◆ Exercise task: From the article on why bullied children return to their bullies, pull out the passage starting at "Sadly, that’s Albert" and ending at "other children’s notebooks.", copied word for word.

◆ Document segment:
--*--

Bullying Strategy #2
(Four minute read)
Despite that kids get bullied, they sometimes go back to the same kids who keep hurting them. Why do they do that?
On a simple level, the familiar is comfortable. If a child is constantly getting bullied, this has become a familiar experience and there’s a certain level of comfort around it. They know exactly what is going to happen. They will approach the bully, the bully will tease them, and then they will come crying to their teacher or mother who may or may not punish the bully immediately. It’s a “game” that keeps repeating.
On another level, bullies often have followers who do their bidding and join the teasing, which enables the bully to be even more powerful. Why would innocent kids want to side with a bully? Well, well, it’s safer to be on the side of the aggressor than to be on the side of the target/victim and risk getting bullied, too.
Also, because of all their followers, bullies can appear popular. We also know that young elementary-age students prefer to hang around the popular kids rather than the non-popular ones as it gives them a feeling of status to rub shoulders with the “popular” kid, even if that kid is a bully.
Thus, for all these reasons, it’s not surprising that even targets of bullying will keep going back to the bully hoping that they will ingratiate themselves and become friends with the bully.
Sadly, that’s Albert Einstein’s definition of “insanity” – doing the same thing over and over again and expecting a different result.
So what can you do to help the target?
If you’ve taught your child or student some “Great Comebacks,” it is now time to teach them how to choose kind friends so that they can immediately go to their friends and get emotional support after they’ve said their comeback line.
Instead, on a sheet of paper, (or in the child’s red and green notebook,) we create two lists: unhealthy traits in peers and healthy traits in peers.
Below is a collection of sample traits from other children’s notebooks.

--*--

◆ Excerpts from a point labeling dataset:

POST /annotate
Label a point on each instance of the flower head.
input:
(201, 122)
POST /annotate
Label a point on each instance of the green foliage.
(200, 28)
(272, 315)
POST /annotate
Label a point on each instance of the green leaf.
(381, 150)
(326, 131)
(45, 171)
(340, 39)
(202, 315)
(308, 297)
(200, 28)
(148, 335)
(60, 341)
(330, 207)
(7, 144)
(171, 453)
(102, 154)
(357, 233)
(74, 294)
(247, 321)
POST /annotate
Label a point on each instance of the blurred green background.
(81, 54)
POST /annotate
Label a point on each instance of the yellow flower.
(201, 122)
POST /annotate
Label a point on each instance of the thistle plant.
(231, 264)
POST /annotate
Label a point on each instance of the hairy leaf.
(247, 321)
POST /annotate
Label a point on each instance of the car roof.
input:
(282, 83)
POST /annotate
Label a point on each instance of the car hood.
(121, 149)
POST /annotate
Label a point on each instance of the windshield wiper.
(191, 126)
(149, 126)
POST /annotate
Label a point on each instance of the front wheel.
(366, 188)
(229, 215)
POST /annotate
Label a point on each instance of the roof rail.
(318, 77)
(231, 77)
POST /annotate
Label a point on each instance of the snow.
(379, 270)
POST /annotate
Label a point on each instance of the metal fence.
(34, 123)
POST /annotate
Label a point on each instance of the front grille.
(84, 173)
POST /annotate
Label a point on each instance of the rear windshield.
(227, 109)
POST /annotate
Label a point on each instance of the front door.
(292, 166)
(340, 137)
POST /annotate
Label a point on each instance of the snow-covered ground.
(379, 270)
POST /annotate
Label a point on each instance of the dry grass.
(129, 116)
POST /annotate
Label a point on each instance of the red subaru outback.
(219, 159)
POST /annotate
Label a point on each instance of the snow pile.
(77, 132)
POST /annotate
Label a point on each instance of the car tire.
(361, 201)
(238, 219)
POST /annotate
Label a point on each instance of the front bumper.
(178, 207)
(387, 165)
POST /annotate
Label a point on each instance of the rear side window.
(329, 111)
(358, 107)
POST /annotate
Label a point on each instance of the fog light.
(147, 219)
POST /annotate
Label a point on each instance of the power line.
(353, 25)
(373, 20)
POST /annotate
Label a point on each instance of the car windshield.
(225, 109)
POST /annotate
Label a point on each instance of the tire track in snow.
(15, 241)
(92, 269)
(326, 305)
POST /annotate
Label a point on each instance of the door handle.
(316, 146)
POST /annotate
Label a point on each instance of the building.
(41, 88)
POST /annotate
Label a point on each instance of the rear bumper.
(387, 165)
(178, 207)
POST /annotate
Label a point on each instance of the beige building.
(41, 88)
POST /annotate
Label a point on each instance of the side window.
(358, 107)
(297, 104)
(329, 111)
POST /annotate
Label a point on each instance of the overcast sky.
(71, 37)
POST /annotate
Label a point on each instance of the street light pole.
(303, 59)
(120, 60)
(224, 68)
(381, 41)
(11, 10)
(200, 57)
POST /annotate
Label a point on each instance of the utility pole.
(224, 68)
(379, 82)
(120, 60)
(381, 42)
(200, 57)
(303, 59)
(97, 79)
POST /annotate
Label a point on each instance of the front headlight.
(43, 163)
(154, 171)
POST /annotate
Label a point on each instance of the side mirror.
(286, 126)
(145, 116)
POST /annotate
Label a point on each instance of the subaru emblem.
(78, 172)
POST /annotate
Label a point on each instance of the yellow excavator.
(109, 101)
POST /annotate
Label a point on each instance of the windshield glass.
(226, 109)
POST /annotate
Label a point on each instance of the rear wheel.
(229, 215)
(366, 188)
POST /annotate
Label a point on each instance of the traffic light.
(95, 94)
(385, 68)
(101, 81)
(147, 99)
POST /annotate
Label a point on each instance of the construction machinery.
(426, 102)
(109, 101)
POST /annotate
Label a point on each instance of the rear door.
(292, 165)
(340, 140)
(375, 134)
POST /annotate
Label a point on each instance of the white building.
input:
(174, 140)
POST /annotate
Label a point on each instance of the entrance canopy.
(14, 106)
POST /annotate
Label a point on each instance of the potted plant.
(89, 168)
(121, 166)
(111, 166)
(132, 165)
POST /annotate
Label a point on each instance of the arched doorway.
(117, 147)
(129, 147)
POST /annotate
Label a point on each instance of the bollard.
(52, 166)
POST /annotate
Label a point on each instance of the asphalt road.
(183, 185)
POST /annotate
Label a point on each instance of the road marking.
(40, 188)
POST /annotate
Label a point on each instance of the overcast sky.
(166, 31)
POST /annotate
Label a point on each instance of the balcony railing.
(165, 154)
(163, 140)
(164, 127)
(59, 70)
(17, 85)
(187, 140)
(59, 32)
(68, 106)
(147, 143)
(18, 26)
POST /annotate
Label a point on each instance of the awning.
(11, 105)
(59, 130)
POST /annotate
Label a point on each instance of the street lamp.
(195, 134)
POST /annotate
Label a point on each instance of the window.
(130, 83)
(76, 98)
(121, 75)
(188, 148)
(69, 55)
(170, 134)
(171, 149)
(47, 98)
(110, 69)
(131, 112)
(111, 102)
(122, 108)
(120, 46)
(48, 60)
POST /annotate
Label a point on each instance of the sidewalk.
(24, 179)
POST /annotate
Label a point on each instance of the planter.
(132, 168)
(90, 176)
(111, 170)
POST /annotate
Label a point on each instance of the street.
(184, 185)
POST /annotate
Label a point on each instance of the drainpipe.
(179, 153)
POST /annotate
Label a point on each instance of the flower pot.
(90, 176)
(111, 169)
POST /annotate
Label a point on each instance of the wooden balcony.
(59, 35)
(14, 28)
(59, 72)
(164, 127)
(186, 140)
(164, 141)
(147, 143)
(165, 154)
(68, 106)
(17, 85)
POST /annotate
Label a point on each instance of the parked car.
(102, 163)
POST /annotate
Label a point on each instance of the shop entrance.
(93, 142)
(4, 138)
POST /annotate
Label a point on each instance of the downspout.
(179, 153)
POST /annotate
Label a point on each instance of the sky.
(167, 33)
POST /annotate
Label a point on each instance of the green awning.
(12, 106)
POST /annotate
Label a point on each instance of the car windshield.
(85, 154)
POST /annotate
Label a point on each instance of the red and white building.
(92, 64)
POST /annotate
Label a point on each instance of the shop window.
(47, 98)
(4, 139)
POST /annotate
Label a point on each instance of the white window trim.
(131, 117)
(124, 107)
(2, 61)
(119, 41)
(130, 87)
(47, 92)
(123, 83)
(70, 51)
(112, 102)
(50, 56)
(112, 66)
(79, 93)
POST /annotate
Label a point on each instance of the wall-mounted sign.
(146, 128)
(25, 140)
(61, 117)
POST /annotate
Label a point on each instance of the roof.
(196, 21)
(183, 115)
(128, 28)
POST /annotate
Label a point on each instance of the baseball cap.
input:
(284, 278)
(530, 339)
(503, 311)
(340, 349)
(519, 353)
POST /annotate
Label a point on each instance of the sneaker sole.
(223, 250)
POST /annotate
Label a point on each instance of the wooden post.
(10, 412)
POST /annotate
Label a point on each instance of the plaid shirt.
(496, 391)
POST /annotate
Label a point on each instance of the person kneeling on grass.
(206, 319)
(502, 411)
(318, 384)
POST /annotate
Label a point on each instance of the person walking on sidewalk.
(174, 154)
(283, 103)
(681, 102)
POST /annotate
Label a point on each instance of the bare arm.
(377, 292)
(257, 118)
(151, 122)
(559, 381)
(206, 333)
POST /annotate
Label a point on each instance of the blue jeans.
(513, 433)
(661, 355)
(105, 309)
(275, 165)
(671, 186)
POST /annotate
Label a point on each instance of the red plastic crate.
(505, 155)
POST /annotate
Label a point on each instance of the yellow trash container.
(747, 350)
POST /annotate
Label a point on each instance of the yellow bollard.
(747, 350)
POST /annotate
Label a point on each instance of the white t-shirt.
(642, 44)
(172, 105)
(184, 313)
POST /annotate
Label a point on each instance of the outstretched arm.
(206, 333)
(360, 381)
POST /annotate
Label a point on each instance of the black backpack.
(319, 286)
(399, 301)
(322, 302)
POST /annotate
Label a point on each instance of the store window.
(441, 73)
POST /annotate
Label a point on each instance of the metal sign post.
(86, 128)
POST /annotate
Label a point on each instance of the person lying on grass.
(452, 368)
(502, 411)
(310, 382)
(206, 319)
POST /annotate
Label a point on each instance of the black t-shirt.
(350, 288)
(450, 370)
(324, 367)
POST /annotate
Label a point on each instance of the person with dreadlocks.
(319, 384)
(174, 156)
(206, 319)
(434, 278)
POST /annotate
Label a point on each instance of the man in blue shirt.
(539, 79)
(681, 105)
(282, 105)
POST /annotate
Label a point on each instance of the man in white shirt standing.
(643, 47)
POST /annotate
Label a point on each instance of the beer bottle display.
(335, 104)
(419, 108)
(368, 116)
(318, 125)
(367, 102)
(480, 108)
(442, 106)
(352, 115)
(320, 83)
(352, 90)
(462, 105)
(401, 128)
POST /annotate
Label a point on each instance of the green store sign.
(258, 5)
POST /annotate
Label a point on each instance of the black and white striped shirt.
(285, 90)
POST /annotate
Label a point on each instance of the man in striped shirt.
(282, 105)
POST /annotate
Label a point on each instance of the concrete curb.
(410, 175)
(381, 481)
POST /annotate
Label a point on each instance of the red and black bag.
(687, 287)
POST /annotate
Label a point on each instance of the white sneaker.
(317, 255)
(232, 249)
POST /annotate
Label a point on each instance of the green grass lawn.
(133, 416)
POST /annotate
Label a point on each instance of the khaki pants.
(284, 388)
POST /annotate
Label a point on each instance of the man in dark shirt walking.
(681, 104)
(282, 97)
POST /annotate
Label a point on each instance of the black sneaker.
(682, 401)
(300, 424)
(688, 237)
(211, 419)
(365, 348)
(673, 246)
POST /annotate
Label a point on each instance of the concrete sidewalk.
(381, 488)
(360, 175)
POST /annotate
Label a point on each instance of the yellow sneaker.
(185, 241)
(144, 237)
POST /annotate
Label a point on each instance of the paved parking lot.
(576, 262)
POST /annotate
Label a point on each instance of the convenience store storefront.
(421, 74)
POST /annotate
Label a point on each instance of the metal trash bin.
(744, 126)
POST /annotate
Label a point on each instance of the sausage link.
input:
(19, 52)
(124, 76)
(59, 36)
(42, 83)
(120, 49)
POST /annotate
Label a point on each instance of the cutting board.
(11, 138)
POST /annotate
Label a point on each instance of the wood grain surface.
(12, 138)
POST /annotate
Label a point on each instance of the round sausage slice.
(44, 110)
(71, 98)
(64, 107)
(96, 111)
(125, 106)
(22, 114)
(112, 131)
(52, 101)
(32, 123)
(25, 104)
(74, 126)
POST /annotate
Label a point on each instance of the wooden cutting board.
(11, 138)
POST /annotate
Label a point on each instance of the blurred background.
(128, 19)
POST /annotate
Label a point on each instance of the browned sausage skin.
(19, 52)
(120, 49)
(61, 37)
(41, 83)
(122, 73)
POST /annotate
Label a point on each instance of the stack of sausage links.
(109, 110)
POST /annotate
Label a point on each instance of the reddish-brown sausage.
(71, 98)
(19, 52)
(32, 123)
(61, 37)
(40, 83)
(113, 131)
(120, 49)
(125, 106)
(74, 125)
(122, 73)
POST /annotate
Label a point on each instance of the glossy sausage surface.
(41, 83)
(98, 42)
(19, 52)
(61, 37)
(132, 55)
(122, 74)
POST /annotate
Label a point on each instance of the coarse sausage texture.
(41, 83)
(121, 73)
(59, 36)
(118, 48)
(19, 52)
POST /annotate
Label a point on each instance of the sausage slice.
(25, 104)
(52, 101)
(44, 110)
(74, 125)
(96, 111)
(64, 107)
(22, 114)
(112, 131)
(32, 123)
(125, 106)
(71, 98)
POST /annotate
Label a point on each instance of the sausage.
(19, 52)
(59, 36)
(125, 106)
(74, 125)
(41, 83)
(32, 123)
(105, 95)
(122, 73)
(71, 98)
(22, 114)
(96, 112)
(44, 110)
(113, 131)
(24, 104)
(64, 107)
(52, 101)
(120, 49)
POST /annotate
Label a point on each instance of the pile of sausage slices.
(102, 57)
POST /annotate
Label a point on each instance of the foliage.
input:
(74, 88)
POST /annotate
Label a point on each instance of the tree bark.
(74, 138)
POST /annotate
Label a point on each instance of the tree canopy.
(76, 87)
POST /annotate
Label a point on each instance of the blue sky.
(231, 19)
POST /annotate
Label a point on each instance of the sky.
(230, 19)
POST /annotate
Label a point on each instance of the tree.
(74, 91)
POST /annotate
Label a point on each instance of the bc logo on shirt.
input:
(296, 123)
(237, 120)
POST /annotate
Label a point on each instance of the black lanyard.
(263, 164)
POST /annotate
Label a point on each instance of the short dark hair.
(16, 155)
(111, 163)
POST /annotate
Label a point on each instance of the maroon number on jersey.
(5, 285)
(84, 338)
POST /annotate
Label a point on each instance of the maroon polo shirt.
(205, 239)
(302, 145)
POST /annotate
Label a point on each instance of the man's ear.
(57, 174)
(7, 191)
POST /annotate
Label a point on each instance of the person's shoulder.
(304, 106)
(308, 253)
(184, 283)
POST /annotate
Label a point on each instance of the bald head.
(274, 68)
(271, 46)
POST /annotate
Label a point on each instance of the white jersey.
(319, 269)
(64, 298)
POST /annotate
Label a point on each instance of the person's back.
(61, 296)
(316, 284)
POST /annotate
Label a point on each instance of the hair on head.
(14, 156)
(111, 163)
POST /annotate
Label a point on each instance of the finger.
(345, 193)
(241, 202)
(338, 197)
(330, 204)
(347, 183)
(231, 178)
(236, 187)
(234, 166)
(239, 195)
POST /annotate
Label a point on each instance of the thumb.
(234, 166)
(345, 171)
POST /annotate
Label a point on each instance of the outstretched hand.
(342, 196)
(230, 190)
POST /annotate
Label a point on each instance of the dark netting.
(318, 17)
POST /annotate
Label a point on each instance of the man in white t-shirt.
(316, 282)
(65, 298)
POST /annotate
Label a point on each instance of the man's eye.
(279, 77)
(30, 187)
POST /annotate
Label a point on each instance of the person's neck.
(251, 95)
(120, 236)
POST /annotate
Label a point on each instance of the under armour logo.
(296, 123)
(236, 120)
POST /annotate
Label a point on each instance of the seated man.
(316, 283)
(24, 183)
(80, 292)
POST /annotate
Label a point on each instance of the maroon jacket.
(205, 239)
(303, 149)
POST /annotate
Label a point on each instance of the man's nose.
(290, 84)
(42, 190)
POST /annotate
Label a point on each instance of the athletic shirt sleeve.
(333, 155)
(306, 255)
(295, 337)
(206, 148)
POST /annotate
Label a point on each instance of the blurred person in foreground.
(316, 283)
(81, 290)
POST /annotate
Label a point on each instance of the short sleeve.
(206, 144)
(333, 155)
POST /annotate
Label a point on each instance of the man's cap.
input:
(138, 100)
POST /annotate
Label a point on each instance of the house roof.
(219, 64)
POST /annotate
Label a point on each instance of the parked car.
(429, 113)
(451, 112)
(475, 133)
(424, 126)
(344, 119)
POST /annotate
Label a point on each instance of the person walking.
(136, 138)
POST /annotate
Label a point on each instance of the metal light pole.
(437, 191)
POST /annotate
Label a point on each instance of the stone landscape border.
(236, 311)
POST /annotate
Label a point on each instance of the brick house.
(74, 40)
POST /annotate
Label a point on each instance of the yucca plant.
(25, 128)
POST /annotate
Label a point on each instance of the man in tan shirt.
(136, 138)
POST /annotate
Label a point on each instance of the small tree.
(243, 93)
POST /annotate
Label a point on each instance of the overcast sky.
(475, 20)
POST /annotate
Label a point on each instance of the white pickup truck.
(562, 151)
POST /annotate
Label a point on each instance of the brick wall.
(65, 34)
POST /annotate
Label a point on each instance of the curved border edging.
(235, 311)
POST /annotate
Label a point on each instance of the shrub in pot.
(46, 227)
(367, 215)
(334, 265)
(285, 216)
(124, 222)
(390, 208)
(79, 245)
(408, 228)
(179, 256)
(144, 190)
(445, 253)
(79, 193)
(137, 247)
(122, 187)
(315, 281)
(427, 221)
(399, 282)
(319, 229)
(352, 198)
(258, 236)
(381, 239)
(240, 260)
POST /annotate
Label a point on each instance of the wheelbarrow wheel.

--*--

◆ The response:
Sadly, that’s Albert Einstein’s definition of “insanity” – doing the same thing over and over again and expecting a different result.
So what can you do to help the target?
If you’ve taught your child or student some “Great Comebacks,” it is now time to teach them how to choose kind friends so that they can immediately go to their friends and get emotional support after they’ve said their comeback line.
Instead, on a sheet of paper, (or in the child’s red and green notebook,) we create two lists: unhealthy traits in peers and healthy traits in peers.
Below is a collection of sample traits from other children’s notebooks.